→ JOB
Find each line in the material below that contains the word "tower", and copy those lines in order.

(Entries taken from a collection)

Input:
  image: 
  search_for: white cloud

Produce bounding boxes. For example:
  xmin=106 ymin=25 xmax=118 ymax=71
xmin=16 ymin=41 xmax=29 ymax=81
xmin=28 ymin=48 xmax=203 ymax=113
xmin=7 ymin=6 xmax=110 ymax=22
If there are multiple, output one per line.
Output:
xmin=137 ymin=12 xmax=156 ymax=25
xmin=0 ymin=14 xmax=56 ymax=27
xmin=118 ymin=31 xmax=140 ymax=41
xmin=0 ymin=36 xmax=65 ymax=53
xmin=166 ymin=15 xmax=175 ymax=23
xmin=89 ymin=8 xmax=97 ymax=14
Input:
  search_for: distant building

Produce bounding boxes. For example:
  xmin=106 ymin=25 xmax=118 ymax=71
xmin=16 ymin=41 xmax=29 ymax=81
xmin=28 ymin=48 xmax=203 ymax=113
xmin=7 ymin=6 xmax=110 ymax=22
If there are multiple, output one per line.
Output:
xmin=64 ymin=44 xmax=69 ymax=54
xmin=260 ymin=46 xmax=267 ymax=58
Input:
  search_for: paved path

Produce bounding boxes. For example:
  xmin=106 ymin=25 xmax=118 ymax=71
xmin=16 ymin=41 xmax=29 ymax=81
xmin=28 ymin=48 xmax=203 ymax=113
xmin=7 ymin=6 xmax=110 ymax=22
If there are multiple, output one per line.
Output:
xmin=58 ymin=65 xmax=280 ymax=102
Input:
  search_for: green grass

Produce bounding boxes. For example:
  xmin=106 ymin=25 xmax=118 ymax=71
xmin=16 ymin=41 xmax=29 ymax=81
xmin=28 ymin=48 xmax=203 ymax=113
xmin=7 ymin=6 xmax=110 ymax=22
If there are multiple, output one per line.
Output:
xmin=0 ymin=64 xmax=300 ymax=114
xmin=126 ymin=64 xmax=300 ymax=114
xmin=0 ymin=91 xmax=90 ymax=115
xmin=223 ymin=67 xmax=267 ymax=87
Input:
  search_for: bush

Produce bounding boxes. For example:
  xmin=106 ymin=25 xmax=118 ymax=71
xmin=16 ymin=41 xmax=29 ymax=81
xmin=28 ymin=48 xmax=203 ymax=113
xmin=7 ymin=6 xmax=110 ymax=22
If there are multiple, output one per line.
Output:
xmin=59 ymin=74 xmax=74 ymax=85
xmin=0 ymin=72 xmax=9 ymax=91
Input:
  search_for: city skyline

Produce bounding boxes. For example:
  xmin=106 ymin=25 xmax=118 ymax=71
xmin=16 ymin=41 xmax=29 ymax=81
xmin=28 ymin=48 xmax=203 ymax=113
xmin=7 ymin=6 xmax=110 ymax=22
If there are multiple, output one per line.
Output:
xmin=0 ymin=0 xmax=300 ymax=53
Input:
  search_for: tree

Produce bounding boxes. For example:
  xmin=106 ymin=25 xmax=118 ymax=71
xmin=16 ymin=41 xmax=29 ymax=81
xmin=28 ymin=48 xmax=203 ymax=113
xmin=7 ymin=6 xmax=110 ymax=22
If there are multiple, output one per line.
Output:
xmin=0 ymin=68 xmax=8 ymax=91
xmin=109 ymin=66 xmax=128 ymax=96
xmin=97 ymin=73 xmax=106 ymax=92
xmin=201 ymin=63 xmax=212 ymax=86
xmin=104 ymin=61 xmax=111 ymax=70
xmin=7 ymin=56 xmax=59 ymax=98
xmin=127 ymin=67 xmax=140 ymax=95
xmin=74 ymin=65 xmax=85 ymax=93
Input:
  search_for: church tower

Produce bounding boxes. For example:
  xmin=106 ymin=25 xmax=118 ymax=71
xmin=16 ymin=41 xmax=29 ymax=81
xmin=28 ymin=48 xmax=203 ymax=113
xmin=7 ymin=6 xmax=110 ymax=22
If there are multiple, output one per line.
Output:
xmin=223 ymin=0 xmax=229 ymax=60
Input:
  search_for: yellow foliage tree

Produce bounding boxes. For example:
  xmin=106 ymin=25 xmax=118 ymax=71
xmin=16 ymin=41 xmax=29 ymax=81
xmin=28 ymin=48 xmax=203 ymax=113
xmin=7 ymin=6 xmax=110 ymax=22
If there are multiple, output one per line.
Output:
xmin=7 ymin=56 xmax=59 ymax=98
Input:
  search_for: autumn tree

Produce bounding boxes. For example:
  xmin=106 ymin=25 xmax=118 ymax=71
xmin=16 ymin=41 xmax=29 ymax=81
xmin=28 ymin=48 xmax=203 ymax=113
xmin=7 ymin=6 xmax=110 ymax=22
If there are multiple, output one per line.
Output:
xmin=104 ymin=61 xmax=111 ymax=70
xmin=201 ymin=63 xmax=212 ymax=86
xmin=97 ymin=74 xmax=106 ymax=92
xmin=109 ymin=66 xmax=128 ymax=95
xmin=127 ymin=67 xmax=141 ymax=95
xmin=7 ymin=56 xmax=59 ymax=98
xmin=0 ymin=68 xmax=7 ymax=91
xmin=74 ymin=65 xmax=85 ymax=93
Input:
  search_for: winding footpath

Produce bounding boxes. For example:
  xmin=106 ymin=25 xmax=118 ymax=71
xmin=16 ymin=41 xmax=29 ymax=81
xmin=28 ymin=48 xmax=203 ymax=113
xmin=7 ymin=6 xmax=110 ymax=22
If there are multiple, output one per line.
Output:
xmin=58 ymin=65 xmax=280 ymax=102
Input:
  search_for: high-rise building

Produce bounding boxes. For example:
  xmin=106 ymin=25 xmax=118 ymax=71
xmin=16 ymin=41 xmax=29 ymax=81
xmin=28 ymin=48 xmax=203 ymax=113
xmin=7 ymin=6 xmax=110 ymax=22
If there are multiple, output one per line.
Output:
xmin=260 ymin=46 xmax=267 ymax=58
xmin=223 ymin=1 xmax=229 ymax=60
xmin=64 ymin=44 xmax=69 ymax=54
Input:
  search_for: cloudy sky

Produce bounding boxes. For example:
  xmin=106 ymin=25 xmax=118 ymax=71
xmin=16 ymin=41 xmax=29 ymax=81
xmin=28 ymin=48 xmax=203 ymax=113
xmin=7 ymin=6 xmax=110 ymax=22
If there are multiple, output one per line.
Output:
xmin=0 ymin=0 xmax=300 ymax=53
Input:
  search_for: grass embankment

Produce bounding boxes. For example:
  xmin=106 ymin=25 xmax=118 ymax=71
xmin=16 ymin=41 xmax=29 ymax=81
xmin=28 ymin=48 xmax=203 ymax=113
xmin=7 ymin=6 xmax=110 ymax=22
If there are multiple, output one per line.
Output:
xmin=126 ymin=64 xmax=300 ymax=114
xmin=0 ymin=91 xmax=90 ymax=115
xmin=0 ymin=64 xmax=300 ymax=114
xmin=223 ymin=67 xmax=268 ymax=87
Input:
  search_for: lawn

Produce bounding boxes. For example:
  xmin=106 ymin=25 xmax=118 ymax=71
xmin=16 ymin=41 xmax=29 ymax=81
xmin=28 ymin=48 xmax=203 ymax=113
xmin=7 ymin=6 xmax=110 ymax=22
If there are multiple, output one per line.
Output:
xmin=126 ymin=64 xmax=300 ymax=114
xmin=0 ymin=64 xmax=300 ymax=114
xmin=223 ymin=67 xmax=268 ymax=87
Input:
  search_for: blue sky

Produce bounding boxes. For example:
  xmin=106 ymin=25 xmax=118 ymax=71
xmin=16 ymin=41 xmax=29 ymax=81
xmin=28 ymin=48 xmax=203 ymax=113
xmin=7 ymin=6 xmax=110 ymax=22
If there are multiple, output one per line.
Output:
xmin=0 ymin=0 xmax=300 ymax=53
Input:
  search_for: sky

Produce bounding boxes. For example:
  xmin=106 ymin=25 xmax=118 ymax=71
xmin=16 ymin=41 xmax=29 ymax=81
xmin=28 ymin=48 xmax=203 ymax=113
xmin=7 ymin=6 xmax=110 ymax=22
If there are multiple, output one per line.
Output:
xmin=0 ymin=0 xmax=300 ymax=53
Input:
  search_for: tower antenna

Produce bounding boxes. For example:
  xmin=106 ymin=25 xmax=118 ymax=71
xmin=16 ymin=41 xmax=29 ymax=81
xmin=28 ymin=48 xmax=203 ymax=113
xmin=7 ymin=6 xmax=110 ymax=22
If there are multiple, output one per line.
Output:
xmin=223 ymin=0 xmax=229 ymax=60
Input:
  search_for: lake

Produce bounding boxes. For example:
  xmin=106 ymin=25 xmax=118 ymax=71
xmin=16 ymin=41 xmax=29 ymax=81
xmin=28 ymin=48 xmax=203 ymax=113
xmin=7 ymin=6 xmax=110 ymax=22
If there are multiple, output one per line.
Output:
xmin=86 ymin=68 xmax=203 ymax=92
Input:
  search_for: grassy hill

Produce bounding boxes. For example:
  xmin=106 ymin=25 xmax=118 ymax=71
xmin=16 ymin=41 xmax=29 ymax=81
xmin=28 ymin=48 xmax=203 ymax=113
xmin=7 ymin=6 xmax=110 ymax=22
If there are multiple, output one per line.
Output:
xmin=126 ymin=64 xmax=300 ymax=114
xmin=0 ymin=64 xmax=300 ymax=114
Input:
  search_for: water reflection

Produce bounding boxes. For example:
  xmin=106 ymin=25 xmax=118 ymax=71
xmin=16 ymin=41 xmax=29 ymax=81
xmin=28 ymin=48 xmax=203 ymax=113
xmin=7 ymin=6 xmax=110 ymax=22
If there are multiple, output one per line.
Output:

→ ANSWER TO THE TASK
  search_for: church tower
  search_for: tower antenna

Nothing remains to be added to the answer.